▸ **What the task asks**: Write out each line beneath this one exactly as it reads.

▸ **Source data**:
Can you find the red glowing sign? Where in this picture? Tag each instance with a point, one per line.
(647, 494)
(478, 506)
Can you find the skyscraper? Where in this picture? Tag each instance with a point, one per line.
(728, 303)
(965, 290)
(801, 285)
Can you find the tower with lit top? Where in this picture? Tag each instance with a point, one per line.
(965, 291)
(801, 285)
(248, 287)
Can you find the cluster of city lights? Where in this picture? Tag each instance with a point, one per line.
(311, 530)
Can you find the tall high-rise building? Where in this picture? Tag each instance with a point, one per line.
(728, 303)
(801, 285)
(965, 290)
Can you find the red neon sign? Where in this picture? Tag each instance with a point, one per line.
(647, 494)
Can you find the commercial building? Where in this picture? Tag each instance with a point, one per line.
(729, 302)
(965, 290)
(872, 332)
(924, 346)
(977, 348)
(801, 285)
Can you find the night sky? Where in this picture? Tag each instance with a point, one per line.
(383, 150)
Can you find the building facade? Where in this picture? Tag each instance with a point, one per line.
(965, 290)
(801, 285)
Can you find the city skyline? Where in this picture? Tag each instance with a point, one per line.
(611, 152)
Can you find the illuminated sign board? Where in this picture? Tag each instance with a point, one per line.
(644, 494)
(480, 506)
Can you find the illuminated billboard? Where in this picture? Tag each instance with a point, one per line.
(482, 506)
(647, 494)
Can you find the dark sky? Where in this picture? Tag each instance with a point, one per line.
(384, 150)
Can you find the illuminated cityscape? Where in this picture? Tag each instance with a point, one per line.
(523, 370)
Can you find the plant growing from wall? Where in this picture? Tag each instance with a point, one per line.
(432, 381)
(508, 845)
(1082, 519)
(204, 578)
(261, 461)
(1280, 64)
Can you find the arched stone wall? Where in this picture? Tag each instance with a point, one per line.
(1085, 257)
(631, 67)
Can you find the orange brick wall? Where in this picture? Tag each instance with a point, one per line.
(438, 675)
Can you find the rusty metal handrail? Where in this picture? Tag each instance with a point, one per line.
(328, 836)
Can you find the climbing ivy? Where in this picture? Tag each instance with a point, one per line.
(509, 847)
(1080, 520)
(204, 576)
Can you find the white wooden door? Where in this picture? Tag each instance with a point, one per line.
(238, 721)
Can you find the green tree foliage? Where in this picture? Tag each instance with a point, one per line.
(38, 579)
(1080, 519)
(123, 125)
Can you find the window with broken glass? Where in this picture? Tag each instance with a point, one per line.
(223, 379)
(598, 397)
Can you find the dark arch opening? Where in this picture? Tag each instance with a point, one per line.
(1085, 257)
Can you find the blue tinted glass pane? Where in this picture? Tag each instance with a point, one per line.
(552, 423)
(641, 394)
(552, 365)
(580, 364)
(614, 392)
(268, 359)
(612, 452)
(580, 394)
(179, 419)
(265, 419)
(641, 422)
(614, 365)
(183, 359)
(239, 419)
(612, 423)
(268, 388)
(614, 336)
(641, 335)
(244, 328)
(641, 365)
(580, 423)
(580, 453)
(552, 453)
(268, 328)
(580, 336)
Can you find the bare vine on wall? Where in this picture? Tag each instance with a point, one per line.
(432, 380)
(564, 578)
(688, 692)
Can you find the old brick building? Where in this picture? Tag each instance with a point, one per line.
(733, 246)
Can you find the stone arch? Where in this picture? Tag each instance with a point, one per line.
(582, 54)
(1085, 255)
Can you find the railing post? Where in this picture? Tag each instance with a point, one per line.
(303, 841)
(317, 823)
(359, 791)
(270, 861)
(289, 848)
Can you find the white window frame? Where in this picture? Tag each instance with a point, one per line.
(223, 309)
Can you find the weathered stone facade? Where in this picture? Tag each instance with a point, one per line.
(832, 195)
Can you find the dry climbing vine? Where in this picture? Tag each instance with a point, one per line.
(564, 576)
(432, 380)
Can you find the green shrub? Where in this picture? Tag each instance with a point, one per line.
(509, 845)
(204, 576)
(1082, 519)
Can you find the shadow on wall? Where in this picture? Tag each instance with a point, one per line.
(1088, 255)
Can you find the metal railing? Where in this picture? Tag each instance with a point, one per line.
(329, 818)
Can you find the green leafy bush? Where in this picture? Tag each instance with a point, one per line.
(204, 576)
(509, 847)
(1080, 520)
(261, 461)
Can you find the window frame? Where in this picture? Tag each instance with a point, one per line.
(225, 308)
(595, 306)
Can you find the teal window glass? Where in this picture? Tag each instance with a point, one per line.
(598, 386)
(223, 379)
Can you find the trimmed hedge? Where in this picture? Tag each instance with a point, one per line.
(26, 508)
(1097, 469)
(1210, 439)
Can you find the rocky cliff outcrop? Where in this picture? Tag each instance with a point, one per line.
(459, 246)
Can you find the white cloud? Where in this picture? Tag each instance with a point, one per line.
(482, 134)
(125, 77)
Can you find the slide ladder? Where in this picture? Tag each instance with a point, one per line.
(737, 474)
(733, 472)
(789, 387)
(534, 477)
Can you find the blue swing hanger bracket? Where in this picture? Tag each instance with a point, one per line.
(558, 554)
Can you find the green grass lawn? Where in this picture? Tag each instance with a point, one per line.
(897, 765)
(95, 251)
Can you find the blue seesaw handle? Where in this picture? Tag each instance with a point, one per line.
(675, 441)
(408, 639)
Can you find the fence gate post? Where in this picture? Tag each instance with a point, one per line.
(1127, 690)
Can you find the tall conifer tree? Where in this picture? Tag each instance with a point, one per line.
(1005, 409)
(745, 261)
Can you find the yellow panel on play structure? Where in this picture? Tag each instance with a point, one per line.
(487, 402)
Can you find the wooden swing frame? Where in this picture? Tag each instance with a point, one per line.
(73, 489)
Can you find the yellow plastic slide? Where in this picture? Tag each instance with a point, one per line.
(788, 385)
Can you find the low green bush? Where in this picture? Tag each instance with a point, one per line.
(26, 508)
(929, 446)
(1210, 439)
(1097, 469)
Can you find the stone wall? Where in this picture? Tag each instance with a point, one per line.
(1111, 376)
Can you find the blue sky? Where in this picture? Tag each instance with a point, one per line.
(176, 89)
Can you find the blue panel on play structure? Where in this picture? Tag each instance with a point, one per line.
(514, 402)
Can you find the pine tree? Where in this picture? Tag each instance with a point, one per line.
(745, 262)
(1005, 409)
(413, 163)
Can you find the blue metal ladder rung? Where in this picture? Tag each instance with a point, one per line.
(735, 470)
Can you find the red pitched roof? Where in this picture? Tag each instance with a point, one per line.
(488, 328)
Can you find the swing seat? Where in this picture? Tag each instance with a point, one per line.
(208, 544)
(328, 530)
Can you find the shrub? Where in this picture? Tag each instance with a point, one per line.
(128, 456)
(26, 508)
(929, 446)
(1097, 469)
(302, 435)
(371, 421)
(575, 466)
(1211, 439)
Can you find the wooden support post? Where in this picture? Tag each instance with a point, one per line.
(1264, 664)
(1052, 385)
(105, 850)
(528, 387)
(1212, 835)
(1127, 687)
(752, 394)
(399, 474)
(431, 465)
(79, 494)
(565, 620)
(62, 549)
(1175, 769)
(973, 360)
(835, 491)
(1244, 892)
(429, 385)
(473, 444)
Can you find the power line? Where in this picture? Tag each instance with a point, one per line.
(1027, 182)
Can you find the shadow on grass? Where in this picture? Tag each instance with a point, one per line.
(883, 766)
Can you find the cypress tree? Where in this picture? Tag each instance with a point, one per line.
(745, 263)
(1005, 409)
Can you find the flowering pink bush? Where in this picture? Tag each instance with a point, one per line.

▸ **Answer to this exercise**:
Can you find the red glowing sign? Where in this picture? Tag each instance with a point, one per line.
(647, 494)
(478, 506)
Can you find the skyscraper? Where in this picture? Tag each instance with a point, one per line.
(728, 303)
(965, 290)
(801, 285)
Can you find the tower with lit top? Where in this picture? Tag each instance with a point, one per line.
(965, 291)
(801, 285)
(248, 287)
Can you find the cluster of city lights? Where in this picture? Tag each instance with a point, one per line.
(311, 530)
Can you find the tall high-rise building? Where in this picture? Tag each instance with a point, one per line.
(728, 303)
(801, 285)
(965, 290)
Can you find the red neon sign? Where in this picture? Tag each instance with a point, one per line.
(647, 494)
Can you find the commercial building? Where in this picture? Tag each instance with a point, one per line.
(729, 302)
(965, 290)
(872, 332)
(924, 346)
(977, 348)
(801, 285)
Can you find the night sky? Where in this picture? Tag each instance with a point, one per line.
(383, 150)
Can you find the building facade? Where in this picture? Tag each instance with a point, one per line.
(965, 290)
(801, 285)
Can you find the city skyline? Where in this picture? Tag each instance with a point, one per line.
(611, 152)
Can you find the illuminated sign board? Where in this picture? Tag each instance with a point, one per line.
(644, 494)
(480, 506)
Can you find the illuminated billboard? Where in this picture? Tag each instance with a point, one per line.
(482, 506)
(647, 494)
Can you find the dark sky? Where in this picture? Tag each instance with a point, one per line.
(384, 150)
Can you find the illuminated cityscape? Where in this picture? Tag each instance with a point, one per line.
(523, 370)
Can you find the plant growing from wall? Where in this picture? Tag each instance with a point, one per line.
(432, 381)
(508, 845)
(1082, 519)
(204, 578)
(261, 461)
(1280, 64)
Can you find the arched stone wall? Where in this picture? Tag each instance with a point, one per line.
(1085, 257)
(631, 67)
Can you find the orange brick wall? Where in this picture? Tag each instance with a point, one per line.
(438, 675)
Can you find the rusty metal handrail? Where in this picture? Tag each instance with a point, one per line.
(328, 836)
Can you find the climbing ivy? Where in this picture? Tag each instance with a point, one per line.
(509, 847)
(1080, 520)
(204, 576)
Can you find the white wooden door? Where in this picture? Tag each instance with a point, one per line.
(238, 721)
Can you find the green tree foliage? Where in this picture? Tag each instance with a point, one per line.
(38, 579)
(1080, 519)
(123, 125)
Can you find the window with broken glass? Where in this picture? Tag each instance with a point, one per line.
(223, 379)
(598, 397)
Can you find the dark arch opening? Where in this picture? Tag each instance with a point, one per line.
(1085, 257)
Can you find the blue tinted glass pane? Where in this picture? Tag each instance with a point, one per line.
(552, 423)
(641, 394)
(552, 365)
(580, 364)
(614, 392)
(268, 359)
(612, 452)
(580, 394)
(179, 419)
(265, 419)
(641, 422)
(614, 365)
(183, 359)
(239, 419)
(612, 423)
(268, 388)
(614, 336)
(641, 335)
(244, 328)
(641, 365)
(580, 423)
(580, 453)
(552, 453)
(268, 328)
(580, 336)
Can you find the bare vine on wall? Where in this picture? Tag each instance with a point, one per line.
(432, 380)
(564, 578)
(688, 692)
Can you find the old brick building? Where in this picture? Tag each instance with a point, one per line.
(733, 246)
Can you find the stone arch? Where in this picture? Tag each instance with a point, one per line.
(582, 54)
(1085, 255)
Can you find the railing post? Where in this picture? Tag each instance with a point, one per line.
(303, 841)
(317, 823)
(359, 791)
(270, 861)
(289, 848)
Can you find the white window frame? Where in this picture? Tag each instance with a point, one per line.
(223, 309)
Can you find the weathered stone facade? Where in this picture? Tag each instance with a point, one per line.
(832, 195)
Can you find the dry climbing vine? Where in this picture? Tag each instance with a point, one per line.
(564, 576)
(432, 380)
Can you find the green shrub? Where in this picture? Tag each instance with a point, one per line.
(509, 845)
(204, 576)
(1082, 519)
Can you find the shadow on wall? Where in this picture? Tag each instance with a point, one per line.
(1088, 255)
Can you find the metal railing? Where in this picture? Tag each instance with a point, one per line.
(329, 818)
Can you find the green leafy bush? Where in this picture? Tag each instance with a point, one per line.
(204, 576)
(509, 847)
(1080, 520)
(261, 461)
Can you find the window frame? Where in this picture? Tag each instance with a point, one per line.
(225, 308)
(595, 306)
Can you find the teal window glass? Where in this picture? Tag each instance with a point, one per line.
(598, 386)
(223, 379)
Can you find the trimmed hedge? Where in this picture? Tag each instance with a point, one per line.
(26, 508)
(1097, 469)
(1210, 439)
Can you find the rocky cliff outcrop? Where in this picture? Tag each instance with a point, one per line.
(459, 246)
Can you find the white cloud? Where in this picture? Tag each instance with a point, one per line.
(482, 134)
(125, 77)
Can you find the slide ladder? Where in this picture? Tag each instance with a point, one per line.
(737, 474)
(733, 472)
(789, 387)
(534, 477)
Can you find the blue swing hanger bracket? Where in this picture? Tag each instance with a point, one per line.
(558, 554)
Can you find the green grass lawn? Where in this picture? Tag each instance with a point, one per line.
(897, 765)
(95, 251)
Can you find the blue seesaw handle? Where in this picture? Tag each instance with a point, one per line.
(675, 441)
(408, 639)
Can you find the fence gate post? Where in this picture? Tag each instance with a point, one per line.
(1127, 690)
Can you find the tall conifer tree? Where in this picture? Tag each instance with a point, one per line.
(1005, 409)
(745, 261)
Can you find the yellow panel on play structure? Where in this picture? Tag each instance with a point, one per line.
(487, 402)
Can you find the wooden swing frame? Where in this picture? Tag each instance with a point, one per line.
(73, 489)
Can you find the yellow plastic slide? Where in this picture? Tag each instance with a point, one per line.
(788, 385)
Can you find the low green bush? Where in this picture? Tag each instance with a point, one per line.
(26, 508)
(929, 446)
(1210, 439)
(1097, 469)
Can you find the stone wall? Where in this picture? Tag each instance with a point, one per line.
(1111, 376)
Can you find the blue sky? Where in this picture? Tag each instance with a point, one per line.
(176, 89)
Can you find the blue panel on play structure? Where in this picture? Tag each instance with a point, one per line.
(514, 402)
Can you find the pine tree? Where in this picture? Tag each instance with a point, one per line.
(745, 262)
(1005, 409)
(413, 163)
Can you find the blue metal ladder rung? Where in this picture? Tag each instance with a point, one per line.
(735, 470)
Can you find the red pitched roof? Where in this picture? Tag each instance with a point, one per line.
(488, 328)
Can you find the swing seat? Where in this picture? Tag each instance with a point, one per line.
(208, 544)
(328, 530)
Can you find the shrub? Where in this picture? Tag each instance with a point, one per line.
(128, 456)
(26, 508)
(929, 446)
(1097, 469)
(302, 435)
(371, 421)
(575, 466)
(1211, 439)
Can you find the wooden support post? Where in this picture? Tag each instance with a point, one per line.
(1264, 664)
(1052, 385)
(105, 850)
(528, 387)
(1212, 835)
(1127, 687)
(752, 394)
(399, 474)
(431, 465)
(79, 494)
(565, 620)
(62, 549)
(1175, 769)
(973, 360)
(835, 491)
(1244, 892)
(429, 385)
(473, 444)
Can you find the power line? Where in this picture? Tag each instance with a point, one per line.
(1027, 182)
Can you find the shadow on grass? Where in this picture? Tag each instance with a point, one per line.
(883, 766)
Can you find the cypress tree? Where in this picture? Tag each instance with a point, one per line.
(745, 263)
(1005, 409)
Can you find the flowering pink bush? Where in this picture? Tag each instance with a point, one per line.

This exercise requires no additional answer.